Entries for labeling with bounding boxes

⁂

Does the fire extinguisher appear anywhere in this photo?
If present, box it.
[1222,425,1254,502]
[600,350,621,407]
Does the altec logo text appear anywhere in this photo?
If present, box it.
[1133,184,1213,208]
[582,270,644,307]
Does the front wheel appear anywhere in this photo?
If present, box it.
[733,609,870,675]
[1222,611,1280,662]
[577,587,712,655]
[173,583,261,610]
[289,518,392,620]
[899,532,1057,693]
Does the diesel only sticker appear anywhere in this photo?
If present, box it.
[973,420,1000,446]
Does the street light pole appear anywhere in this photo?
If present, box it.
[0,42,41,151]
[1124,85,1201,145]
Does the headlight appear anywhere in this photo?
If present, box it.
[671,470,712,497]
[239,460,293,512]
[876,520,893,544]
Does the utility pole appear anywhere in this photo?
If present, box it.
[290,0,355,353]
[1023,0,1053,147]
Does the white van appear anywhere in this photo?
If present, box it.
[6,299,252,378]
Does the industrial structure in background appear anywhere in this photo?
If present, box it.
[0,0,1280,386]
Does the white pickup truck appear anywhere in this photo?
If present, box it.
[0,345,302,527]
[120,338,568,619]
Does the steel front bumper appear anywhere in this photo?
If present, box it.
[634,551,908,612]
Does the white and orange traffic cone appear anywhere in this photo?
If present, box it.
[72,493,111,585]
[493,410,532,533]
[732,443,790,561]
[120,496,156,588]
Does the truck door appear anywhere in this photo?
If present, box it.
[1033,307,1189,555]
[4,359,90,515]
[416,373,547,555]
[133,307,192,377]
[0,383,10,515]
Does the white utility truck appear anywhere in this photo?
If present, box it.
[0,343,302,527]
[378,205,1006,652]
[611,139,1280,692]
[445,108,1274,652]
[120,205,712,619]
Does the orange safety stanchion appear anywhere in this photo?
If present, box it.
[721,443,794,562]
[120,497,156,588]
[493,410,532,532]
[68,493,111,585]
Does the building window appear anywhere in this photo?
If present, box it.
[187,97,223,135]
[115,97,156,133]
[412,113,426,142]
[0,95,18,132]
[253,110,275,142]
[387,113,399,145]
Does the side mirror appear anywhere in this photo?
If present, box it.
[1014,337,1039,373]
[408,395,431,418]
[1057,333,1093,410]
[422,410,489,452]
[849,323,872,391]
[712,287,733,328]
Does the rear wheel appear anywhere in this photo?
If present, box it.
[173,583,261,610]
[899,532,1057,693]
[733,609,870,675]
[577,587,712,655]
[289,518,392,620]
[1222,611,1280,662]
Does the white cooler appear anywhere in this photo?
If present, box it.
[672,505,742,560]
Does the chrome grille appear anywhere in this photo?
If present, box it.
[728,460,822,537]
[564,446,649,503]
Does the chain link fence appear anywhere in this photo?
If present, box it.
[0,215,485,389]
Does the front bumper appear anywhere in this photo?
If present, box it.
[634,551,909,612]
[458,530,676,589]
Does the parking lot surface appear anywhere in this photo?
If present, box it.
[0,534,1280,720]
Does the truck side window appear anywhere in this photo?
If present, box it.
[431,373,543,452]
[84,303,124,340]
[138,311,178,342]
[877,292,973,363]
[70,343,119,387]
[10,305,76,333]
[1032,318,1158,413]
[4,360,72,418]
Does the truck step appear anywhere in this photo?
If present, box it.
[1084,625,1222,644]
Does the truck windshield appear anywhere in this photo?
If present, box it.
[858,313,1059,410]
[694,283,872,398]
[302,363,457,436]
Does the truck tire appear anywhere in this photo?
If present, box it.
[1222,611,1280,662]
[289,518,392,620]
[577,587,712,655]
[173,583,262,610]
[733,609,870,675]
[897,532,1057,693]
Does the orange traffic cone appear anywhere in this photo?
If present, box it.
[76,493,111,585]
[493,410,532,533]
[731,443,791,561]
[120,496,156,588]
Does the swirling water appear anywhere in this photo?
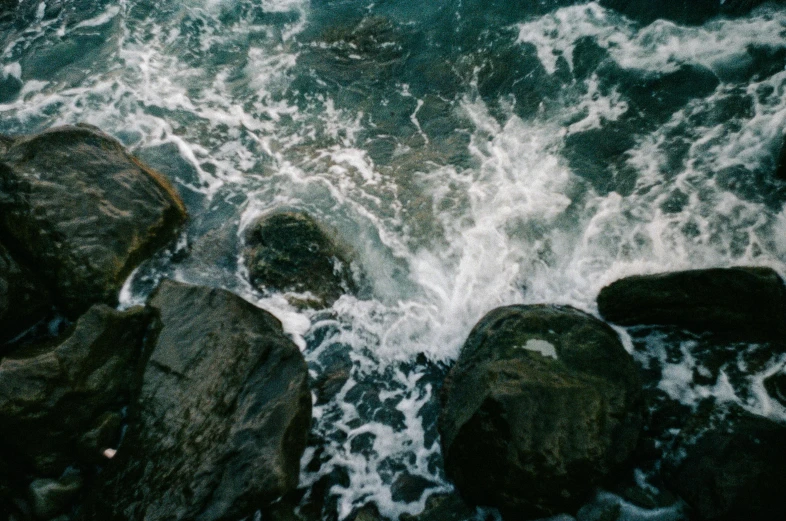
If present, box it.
[0,0,786,519]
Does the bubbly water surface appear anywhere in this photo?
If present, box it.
[0,0,786,519]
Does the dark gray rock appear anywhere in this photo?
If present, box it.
[0,244,52,345]
[83,281,311,521]
[0,304,149,476]
[598,267,786,340]
[439,305,642,519]
[245,212,356,307]
[600,0,777,25]
[764,372,786,407]
[29,474,82,519]
[775,132,786,181]
[0,126,186,318]
[400,494,476,521]
[664,408,786,521]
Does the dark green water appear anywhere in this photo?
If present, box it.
[0,0,786,519]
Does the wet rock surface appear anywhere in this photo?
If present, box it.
[439,305,642,519]
[600,0,777,25]
[83,281,311,521]
[664,407,786,521]
[0,305,149,477]
[245,212,356,307]
[0,126,186,318]
[598,267,786,340]
[0,244,52,350]
[29,474,83,519]
[399,493,475,521]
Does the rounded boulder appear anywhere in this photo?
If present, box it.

⁂

▶ _Problem to solve_
Turn the lines of all the records above into a numbered list, skipping any blank lines. Leave the pictures out of your answer.

▶ _Complete answer_
1. Does the fire extinguisher appear anywhere in this photo?
2. If present, box it.
3. [1222,425,1254,502]
4. [600,350,621,407]
5. Does the altec logo text appear anywhere in this photo?
6. If present, box it.
7. [1133,184,1213,208]
8. [582,270,644,307]
9. Does the front wheel appear anywhere in this photo?
10. If present, box it.
11. [733,609,870,675]
12. [1222,611,1280,662]
13. [577,587,712,655]
14. [173,583,261,610]
15. [289,518,392,620]
16. [899,532,1057,693]
17. Does the diesel only sticker appear anywhere in this photo?
18. If present, box it.
19. [973,420,1000,446]
20. Does the street light pole appear anywhere in this photo?
21. If present, box it.
22. [0,42,41,151]
23. [1124,85,1201,145]
24. Does the headlight appear anywhere in this photo?
25. If present, box it.
26. [671,470,712,497]
27. [239,460,293,512]
28. [876,520,893,544]
29. Does the utility pole appear anywhere in this photo?
30. If present, box it.
31. [290,0,355,353]
32. [1023,0,1053,147]
33. Does the white van appear anywhere in this photo?
34. If present, box it.
35. [6,299,252,378]
36. Does the industrial structure in background appear anywhere in this photo?
37. If present, box it.
38. [0,0,1280,386]
39. Does the white pickup truck appear anywhere in this photo?
40. If present, box it.
41. [0,345,302,527]
42. [120,338,568,619]
43. Does the steel front bumper appear anywhere in this photo?
44. If present, box it.
45. [634,551,908,612]
46. Does the white and orange traffic cone appear anywhere in this photo?
47. If present, box it.
48. [72,493,111,585]
49. [493,410,532,533]
50. [732,443,790,561]
51. [120,496,156,588]
52. Does the truck door appear anywhere in this photo?
53. If present, box it.
54. [1033,307,1189,555]
55. [4,359,90,515]
56. [416,373,547,555]
57. [133,307,192,377]
58. [0,383,10,515]
59. Does the white utility truck appear anywhere in this photo?
60. If present, box it.
61. [0,343,302,527]
62. [378,205,1006,652]
63. [611,139,1280,692]
64. [445,108,1274,652]
65. [120,205,712,619]
66. Does the orange safety stanchion appear anywhere in this photo?
67. If present, box it.
68. [721,443,794,562]
69. [120,497,156,588]
70. [493,410,532,532]
71. [68,493,111,585]
72. Does the building window appear anywhere in this photo?
73. If present, box it.
74. [187,97,223,135]
75. [115,97,156,133]
76. [412,113,426,142]
77. [0,95,18,132]
78. [253,110,275,142]
79. [387,113,399,145]
80. Does the side mirror appear anywhere in this photo?
81. If present, box it.
82. [1014,337,1039,373]
83. [408,395,431,418]
84. [1057,333,1093,410]
85. [422,410,489,452]
86. [849,323,872,391]
87. [712,287,733,328]
88. Does the rear wheel appear anywhere in this photo?
89. If present, box it.
90. [173,583,261,610]
91. [899,532,1057,693]
92. [733,609,870,675]
93. [577,587,712,655]
94. [289,518,392,620]
95. [1222,611,1280,662]
96. Does the white cooler appear anywhere in this photo?
97. If present, box it.
98. [672,505,742,560]
99. Does the chrome grille appear anywhere in this photo?
100. If present, box it.
101. [728,460,822,537]
102. [564,446,649,503]
103. Does the chain link fence appear anywhere in this photo?
104. If present, box it.
105. [0,215,485,389]
106. Does the front bumper appear anywhere in this photo?
107. If present, box it.
108. [634,551,909,612]
109. [458,530,676,589]
110. Does the parking lot surface appear anywhere in this photo?
111. If present, box it.
112. [0,534,1280,720]
113. Does the truck side window appear anywhere in this photo?
114. If present, box it.
115. [431,373,543,452]
116. [84,303,124,340]
117. [138,311,178,342]
118. [877,292,973,363]
119. [70,343,119,387]
120. [10,305,76,333]
121. [1032,318,1158,413]
122. [4,360,72,418]
123. Does the truck step appear anywhere in this photo?
124. If present, box it.
125. [1084,625,1222,644]
126. Does the truck windshield appear anywhere in this photo?
127. If present, box it.
128. [858,313,1059,410]
129. [694,283,872,398]
130. [302,363,457,436]
131. Does the truck tire appear anywhere in this photo?
132. If present, box it.
133. [1222,611,1280,662]
134. [289,518,392,620]
135. [577,587,712,655]
136. [173,583,262,610]
137. [733,609,870,675]
138. [897,532,1057,693]
139. Does the orange traffic cone appear anywhere in this photo?
140. If present, box it.
141. [76,493,111,585]
142. [493,410,532,533]
143. [731,443,791,561]
144. [120,496,156,588]
145. Does the swirling water appear anywhere in this photo?
146. If present, box it.
147. [0,0,786,519]
148. Does the bubbly water surface appear anywhere in this photo?
149. If present, box it.
150. [0,0,786,519]
151. Does the dark gray rock appear anywhere in this photo?
152. If present, box it.
153. [0,244,52,345]
154. [83,281,311,521]
155. [0,304,149,476]
156. [598,267,786,340]
157. [439,305,642,519]
158. [245,212,356,307]
159. [600,0,777,25]
160. [764,372,786,407]
161. [29,474,82,519]
162. [775,132,786,181]
163. [0,126,186,318]
164. [400,494,476,521]
165. [664,408,786,521]
166. Does the dark green water appear anywhere in this photo?
167. If present, box it.
168. [0,0,786,519]
169. Does the wet rock surface appear anywhere in this photo?
170. If present, box it.
171. [439,305,642,519]
172. [600,0,777,25]
173. [83,281,311,521]
174. [664,407,786,521]
175. [0,305,149,477]
176. [245,212,356,307]
177. [0,126,186,318]
178. [598,267,786,340]
179. [0,244,52,350]
180. [29,474,83,519]
181. [399,493,475,521]
182. Does the rounded boulder appear anywhere in this photo?
183. If present, box it.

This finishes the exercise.